Point localization data
*** Block opens ***

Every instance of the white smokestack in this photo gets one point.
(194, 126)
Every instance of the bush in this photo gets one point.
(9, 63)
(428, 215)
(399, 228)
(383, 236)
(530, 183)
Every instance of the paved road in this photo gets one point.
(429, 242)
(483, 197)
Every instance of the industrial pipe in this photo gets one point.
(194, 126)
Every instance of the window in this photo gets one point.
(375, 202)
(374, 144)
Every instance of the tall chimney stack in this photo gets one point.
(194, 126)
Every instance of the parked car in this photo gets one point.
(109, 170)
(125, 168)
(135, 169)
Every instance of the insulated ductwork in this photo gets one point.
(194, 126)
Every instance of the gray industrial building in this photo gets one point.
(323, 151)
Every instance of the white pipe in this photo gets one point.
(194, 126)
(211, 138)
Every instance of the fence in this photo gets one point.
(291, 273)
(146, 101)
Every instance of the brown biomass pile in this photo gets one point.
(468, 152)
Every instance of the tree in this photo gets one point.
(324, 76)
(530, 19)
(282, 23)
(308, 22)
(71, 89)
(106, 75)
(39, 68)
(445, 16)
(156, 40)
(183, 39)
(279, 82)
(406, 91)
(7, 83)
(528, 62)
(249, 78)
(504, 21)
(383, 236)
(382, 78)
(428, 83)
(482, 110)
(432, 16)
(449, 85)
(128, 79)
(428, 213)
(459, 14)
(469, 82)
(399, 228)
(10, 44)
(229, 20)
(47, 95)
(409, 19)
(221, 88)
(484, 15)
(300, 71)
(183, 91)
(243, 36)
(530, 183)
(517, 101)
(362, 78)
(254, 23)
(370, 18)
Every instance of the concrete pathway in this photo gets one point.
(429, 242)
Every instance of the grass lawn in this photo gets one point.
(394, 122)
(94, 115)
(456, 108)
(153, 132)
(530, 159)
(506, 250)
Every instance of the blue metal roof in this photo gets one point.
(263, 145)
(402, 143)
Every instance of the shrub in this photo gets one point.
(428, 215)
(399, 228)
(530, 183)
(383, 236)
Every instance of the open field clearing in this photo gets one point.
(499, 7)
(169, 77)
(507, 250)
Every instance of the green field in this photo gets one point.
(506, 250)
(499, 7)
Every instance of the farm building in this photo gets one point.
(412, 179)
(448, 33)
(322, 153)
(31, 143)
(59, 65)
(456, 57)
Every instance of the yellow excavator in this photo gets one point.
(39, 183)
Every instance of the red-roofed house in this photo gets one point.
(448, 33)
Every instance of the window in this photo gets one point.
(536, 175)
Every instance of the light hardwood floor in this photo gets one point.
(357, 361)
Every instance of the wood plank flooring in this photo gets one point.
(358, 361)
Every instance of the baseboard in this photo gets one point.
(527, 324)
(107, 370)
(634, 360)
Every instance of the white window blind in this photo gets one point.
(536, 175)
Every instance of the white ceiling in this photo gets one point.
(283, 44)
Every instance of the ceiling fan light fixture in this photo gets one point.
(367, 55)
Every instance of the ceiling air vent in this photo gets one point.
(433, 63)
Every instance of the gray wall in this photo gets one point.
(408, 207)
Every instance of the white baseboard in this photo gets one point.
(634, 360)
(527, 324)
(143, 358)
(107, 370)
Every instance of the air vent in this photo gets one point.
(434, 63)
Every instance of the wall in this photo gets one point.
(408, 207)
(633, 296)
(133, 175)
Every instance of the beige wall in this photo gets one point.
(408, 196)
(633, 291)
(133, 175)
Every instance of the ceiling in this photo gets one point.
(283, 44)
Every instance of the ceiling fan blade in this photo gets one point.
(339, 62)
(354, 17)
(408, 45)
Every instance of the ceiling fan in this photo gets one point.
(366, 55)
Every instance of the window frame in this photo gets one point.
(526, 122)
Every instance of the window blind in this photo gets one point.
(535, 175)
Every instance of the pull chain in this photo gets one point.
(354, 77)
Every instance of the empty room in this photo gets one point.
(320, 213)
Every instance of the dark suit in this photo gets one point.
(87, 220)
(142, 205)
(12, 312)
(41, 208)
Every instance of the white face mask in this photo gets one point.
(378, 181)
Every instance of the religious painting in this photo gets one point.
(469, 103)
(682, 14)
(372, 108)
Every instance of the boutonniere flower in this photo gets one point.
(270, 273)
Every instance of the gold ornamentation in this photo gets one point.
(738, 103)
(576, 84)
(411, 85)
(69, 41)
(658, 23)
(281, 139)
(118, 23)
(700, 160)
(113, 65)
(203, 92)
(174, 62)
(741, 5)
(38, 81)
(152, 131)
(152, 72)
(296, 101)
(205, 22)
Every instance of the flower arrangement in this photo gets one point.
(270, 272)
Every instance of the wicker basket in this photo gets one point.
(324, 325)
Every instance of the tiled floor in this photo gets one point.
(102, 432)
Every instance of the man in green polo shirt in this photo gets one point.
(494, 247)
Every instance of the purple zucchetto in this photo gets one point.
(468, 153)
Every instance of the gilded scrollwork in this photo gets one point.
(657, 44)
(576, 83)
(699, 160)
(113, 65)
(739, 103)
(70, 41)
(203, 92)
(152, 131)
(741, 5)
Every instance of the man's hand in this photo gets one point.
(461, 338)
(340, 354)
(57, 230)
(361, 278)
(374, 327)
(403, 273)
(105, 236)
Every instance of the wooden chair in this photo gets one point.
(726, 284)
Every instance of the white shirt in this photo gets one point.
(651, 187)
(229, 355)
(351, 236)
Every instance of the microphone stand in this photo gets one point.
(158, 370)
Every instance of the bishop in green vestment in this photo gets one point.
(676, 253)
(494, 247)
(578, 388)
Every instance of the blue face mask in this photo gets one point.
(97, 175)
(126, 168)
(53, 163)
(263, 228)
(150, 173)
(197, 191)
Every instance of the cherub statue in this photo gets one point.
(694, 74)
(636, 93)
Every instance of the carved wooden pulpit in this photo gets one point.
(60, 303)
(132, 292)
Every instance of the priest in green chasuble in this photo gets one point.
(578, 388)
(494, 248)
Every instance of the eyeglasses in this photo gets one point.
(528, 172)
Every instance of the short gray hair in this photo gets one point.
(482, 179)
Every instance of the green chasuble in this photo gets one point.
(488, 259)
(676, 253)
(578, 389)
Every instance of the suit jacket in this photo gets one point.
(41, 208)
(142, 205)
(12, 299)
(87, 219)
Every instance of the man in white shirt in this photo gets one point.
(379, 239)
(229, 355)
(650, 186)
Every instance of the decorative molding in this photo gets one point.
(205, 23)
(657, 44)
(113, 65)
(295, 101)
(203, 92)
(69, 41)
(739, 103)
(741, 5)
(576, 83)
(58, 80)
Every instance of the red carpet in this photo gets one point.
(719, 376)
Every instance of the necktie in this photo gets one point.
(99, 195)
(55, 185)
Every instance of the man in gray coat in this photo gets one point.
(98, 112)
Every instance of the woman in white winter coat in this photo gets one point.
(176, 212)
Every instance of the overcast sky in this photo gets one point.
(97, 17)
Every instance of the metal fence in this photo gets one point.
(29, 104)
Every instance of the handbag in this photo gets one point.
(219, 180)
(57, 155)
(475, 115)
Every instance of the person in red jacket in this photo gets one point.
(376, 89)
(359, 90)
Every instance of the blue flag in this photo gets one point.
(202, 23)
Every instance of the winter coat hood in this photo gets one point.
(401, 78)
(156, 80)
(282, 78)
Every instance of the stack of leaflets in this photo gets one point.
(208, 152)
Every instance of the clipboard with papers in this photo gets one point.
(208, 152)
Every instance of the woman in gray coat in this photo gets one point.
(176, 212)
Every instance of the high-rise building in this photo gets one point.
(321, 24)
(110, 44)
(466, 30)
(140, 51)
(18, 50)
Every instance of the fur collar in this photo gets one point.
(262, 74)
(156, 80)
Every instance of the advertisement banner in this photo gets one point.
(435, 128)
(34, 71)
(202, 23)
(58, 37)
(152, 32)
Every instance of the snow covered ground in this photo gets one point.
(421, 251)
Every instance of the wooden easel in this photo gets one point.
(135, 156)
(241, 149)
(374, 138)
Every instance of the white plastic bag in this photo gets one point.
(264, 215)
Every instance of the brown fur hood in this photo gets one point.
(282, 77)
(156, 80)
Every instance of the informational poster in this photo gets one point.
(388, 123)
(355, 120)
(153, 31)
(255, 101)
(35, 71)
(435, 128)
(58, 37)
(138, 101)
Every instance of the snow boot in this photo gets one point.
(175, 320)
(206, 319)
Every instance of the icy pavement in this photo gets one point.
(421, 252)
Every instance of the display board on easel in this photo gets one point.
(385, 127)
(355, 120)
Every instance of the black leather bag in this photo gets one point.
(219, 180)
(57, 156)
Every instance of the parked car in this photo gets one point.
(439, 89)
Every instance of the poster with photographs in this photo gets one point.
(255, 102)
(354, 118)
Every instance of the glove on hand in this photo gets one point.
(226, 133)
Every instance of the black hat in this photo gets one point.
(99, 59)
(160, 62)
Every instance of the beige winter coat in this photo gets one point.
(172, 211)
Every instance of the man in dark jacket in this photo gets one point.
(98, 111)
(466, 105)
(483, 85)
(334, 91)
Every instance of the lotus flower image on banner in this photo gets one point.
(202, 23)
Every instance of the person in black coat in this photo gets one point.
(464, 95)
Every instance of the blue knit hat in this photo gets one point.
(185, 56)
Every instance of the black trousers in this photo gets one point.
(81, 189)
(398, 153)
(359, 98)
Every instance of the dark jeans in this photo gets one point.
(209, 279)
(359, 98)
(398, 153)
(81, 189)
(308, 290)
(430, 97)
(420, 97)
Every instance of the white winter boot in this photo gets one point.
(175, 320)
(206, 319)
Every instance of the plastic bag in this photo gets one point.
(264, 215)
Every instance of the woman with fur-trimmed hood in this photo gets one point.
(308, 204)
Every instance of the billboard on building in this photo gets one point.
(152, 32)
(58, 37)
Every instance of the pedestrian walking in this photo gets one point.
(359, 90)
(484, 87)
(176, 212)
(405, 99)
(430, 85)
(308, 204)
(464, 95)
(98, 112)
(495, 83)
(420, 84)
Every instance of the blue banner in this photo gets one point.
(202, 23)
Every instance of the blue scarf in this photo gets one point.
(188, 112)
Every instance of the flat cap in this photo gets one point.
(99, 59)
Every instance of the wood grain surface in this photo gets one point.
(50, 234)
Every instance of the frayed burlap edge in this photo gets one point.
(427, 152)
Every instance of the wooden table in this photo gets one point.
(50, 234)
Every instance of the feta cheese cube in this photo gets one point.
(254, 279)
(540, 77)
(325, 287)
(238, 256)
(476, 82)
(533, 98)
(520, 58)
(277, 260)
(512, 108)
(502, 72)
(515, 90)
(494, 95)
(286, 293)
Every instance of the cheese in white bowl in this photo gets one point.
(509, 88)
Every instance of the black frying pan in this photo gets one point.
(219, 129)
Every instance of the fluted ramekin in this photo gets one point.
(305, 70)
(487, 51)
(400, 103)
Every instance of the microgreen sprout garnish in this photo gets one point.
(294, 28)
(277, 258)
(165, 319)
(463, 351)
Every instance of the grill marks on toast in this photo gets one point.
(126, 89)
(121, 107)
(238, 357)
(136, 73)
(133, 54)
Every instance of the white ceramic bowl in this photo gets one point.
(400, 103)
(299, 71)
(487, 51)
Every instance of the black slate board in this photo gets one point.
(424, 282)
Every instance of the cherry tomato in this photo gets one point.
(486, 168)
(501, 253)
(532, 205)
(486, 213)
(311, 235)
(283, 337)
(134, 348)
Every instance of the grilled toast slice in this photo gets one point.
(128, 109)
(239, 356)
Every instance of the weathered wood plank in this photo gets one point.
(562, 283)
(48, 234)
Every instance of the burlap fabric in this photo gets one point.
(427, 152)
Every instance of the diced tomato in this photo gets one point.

*** Block closes ***

- Problem statement -
Take the line with "Every instance of the blue scarf" and every line after it in the data, and please reproduce them exactly, leaving out all other lines.

- Output for this exercise -
Every instance of the blue scarf in this photo gets one point.
(188, 112)
Every instance of the flat cap in this photo gets one point.
(99, 59)
Every instance of the wood grain surface in this photo gets one point.
(50, 234)
Every instance of the frayed burlap edge in this photo gets one point.
(427, 152)
Every instance of the wooden table in this photo gets one point.
(50, 234)
Every instance of the feta cheese cube in this photo gets one point.
(254, 279)
(540, 77)
(325, 287)
(238, 256)
(476, 82)
(533, 98)
(520, 58)
(277, 260)
(512, 108)
(502, 72)
(515, 90)
(494, 95)
(286, 293)
Every instance of the cheese in white bowl in this photo gets one point.
(509, 88)
Every instance of the black frying pan in this photo gets one point.
(219, 129)
Every instance of the fluted ramekin in this photo gets one point.
(305, 70)
(487, 51)
(400, 103)
Every instance of the microgreen sprout garnish in this photo gets one point.
(294, 28)
(277, 258)
(165, 319)
(463, 351)
Every instance of the grill marks on toast in this photo gets one point.
(126, 89)
(121, 107)
(238, 357)
(136, 73)
(133, 54)
Every instance of the white ceramic bowl in this photo gets one point.
(400, 103)
(299, 71)
(487, 51)
Every instance of the black slate board in this photo gets one point.
(424, 282)
Every instance of the cherry tomato in this photo gets one point.
(486, 168)
(501, 253)
(532, 205)
(486, 213)
(311, 235)
(283, 337)
(134, 348)
Every instance of the grilled toast slice in this photo gets one point.
(128, 109)
(239, 356)
Every instance of the weathered wood plank in this photo gets one point.
(562, 283)
(48, 234)
Every instance of the burlap fabric in this photo gets one point.
(427, 152)
Every instance of the diced tomato in this photo gets one point.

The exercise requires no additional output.